___ RECORDS TO PROCESS ___

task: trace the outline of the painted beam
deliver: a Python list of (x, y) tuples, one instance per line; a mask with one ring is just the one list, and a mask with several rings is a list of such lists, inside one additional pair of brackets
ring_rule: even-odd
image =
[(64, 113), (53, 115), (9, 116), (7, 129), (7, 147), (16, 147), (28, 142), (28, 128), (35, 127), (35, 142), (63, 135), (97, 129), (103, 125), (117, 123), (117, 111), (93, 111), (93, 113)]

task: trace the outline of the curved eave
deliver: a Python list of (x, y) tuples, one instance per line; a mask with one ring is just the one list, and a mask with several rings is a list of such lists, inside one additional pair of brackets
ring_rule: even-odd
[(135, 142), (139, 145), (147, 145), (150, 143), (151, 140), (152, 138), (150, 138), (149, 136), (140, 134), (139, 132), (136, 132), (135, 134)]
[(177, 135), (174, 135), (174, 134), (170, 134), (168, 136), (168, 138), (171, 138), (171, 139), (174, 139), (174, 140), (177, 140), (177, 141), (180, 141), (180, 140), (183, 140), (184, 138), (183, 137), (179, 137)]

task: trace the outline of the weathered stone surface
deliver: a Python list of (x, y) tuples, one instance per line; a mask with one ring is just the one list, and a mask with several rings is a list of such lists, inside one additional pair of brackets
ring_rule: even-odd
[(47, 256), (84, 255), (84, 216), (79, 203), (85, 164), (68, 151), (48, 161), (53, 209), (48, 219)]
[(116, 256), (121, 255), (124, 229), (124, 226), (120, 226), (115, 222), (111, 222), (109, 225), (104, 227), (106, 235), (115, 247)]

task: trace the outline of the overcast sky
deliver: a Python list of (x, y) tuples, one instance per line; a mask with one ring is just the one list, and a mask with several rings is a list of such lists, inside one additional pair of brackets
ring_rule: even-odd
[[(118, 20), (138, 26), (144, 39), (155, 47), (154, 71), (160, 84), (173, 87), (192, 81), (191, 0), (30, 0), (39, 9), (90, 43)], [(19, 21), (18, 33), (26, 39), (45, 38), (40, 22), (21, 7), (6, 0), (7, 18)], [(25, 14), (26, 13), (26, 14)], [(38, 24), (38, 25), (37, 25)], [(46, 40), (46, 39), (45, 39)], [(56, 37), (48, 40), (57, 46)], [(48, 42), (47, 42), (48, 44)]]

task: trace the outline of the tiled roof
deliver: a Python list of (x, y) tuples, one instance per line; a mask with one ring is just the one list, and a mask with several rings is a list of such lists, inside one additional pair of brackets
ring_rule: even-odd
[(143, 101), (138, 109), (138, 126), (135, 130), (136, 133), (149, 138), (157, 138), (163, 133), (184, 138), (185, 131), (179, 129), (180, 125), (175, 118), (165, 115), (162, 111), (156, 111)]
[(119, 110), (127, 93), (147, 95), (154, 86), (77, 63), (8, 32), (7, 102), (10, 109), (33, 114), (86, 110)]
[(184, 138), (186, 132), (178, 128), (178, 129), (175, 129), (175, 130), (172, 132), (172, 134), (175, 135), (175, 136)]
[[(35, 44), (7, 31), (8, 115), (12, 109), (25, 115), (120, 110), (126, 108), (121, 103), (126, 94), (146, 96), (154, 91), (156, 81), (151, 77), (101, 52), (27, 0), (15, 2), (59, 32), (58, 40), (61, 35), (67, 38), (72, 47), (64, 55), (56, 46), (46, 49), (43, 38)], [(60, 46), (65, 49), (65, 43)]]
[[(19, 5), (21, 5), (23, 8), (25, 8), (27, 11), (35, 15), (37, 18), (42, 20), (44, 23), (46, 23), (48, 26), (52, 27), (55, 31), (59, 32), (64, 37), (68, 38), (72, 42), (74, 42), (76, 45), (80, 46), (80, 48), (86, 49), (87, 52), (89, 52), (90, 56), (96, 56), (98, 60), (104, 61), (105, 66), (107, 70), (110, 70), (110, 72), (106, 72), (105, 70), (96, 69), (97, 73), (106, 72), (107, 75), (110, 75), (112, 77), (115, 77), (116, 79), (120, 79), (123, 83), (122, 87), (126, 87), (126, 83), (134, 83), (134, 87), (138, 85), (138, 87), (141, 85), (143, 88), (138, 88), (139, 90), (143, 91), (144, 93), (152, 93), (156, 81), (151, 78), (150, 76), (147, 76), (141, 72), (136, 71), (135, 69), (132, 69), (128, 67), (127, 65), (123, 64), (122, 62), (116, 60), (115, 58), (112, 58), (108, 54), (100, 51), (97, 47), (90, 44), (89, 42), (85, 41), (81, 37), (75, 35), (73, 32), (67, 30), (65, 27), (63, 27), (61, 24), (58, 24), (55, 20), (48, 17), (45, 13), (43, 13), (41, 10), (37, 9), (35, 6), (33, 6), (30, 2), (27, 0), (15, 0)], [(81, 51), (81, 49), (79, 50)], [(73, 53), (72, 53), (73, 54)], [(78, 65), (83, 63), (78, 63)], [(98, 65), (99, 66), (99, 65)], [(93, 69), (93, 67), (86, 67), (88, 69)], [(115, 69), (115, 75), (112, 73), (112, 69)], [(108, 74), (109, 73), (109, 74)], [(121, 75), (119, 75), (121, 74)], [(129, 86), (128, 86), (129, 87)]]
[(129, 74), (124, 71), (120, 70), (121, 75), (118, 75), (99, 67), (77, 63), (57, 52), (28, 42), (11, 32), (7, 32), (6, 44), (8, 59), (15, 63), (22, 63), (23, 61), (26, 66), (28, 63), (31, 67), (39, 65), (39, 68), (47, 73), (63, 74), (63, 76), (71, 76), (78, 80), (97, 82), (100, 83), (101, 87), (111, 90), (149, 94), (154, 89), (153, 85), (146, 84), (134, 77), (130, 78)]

___

WHAT YOU HAVE TO DO: Check each line above for the string "outline" and return those that contain it.

TASK OUTPUT:
task: trace the outline of the painted beam
task: trace the outline of the curved eave
task: trace the outline of the weathered stone surface
task: trace the outline of the overcast sky
task: trace the outline of the tiled roof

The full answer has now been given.